Reúna todas as linhas dos itens abaixo que contêm a palavra "hand", diferenciando maiúsculas de minúsculas.

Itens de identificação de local
————————

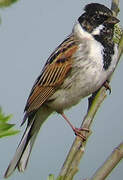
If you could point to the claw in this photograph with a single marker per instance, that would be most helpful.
(107, 86)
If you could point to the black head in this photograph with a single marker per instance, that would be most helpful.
(96, 15)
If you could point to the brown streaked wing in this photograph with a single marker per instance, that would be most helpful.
(52, 77)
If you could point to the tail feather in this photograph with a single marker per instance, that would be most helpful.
(22, 154)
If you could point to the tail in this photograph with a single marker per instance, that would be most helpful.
(24, 148)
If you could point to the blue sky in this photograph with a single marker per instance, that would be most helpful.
(29, 32)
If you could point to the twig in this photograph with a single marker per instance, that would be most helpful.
(70, 166)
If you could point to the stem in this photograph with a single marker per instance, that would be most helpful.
(70, 166)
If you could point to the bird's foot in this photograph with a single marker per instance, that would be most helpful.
(107, 86)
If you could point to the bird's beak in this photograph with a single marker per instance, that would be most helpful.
(112, 20)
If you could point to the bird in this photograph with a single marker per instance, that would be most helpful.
(77, 68)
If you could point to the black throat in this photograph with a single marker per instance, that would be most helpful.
(108, 50)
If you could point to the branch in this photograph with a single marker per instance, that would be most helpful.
(70, 166)
(109, 164)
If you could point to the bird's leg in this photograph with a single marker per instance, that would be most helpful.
(107, 86)
(77, 131)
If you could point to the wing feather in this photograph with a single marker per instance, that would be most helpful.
(53, 74)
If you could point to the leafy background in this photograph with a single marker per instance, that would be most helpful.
(29, 32)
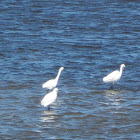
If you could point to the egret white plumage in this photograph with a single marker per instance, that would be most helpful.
(114, 76)
(49, 98)
(53, 82)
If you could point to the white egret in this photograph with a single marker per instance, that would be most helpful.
(49, 98)
(53, 82)
(114, 76)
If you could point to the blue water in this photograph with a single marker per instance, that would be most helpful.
(89, 39)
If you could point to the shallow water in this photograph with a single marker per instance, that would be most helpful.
(88, 38)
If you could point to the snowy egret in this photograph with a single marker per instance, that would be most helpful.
(53, 82)
(114, 76)
(49, 98)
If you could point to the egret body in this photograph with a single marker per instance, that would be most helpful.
(49, 98)
(53, 82)
(114, 76)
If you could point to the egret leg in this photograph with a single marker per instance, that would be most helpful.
(48, 107)
(111, 87)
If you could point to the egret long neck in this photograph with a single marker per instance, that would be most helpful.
(58, 75)
(121, 70)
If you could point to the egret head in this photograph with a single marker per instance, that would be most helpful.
(123, 65)
(62, 68)
(55, 90)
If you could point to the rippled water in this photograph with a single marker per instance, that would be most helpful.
(88, 38)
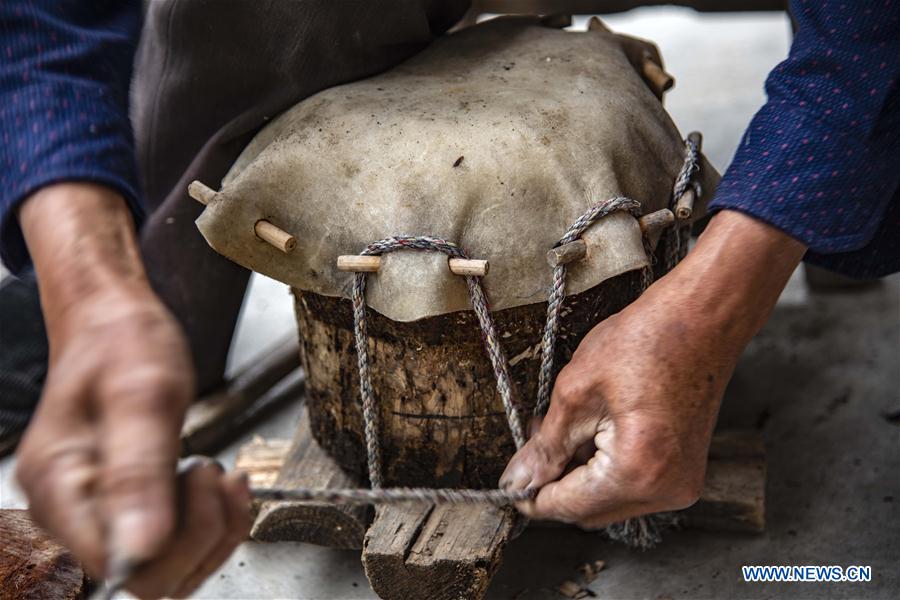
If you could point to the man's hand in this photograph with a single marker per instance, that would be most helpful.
(98, 461)
(631, 416)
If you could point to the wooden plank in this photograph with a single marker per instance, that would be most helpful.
(325, 524)
(32, 565)
(441, 552)
(734, 493)
(214, 420)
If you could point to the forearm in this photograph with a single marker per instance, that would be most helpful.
(731, 280)
(82, 241)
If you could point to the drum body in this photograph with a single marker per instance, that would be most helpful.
(496, 138)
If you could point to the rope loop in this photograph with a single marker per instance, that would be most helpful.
(489, 335)
(378, 494)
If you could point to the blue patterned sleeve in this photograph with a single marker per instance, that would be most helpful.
(65, 73)
(821, 159)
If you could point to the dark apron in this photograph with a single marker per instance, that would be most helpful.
(210, 74)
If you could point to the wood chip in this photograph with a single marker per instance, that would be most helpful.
(589, 571)
(570, 589)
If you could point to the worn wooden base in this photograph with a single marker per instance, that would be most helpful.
(305, 464)
(453, 551)
(435, 552)
(32, 565)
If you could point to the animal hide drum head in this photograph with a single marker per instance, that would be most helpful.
(496, 138)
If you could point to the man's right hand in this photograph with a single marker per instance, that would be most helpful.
(98, 461)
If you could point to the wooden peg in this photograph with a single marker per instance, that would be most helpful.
(275, 236)
(684, 208)
(659, 79)
(469, 266)
(370, 264)
(596, 24)
(359, 263)
(696, 138)
(201, 193)
(653, 223)
(567, 253)
(556, 21)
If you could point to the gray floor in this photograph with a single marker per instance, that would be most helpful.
(816, 382)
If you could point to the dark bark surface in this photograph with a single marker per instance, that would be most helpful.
(443, 423)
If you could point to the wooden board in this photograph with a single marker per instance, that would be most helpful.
(435, 552)
(216, 419)
(32, 565)
(734, 493)
(453, 551)
(307, 465)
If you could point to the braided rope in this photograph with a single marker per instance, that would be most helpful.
(677, 240)
(491, 343)
(558, 292)
(397, 495)
(646, 530)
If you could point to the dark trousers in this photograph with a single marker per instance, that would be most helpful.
(209, 75)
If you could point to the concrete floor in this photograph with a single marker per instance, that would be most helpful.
(816, 382)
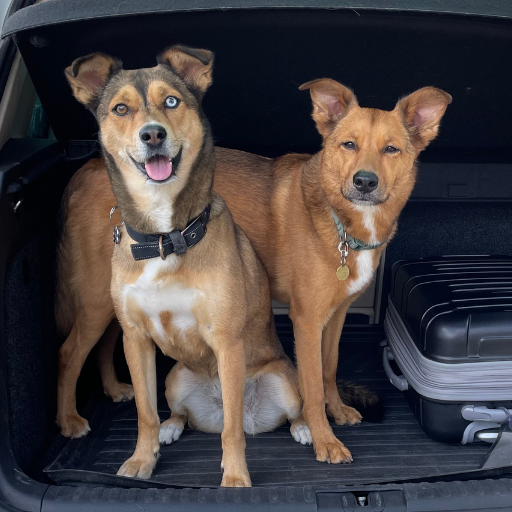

————————

* RESULTADO DO EXERCÍCIO:
If you could point to the man's hand in this photograph with a single marker per instance, that would be most helpful.
If you could point to the man's right hand in this photograph with a single marker per instance, that would be most helpful.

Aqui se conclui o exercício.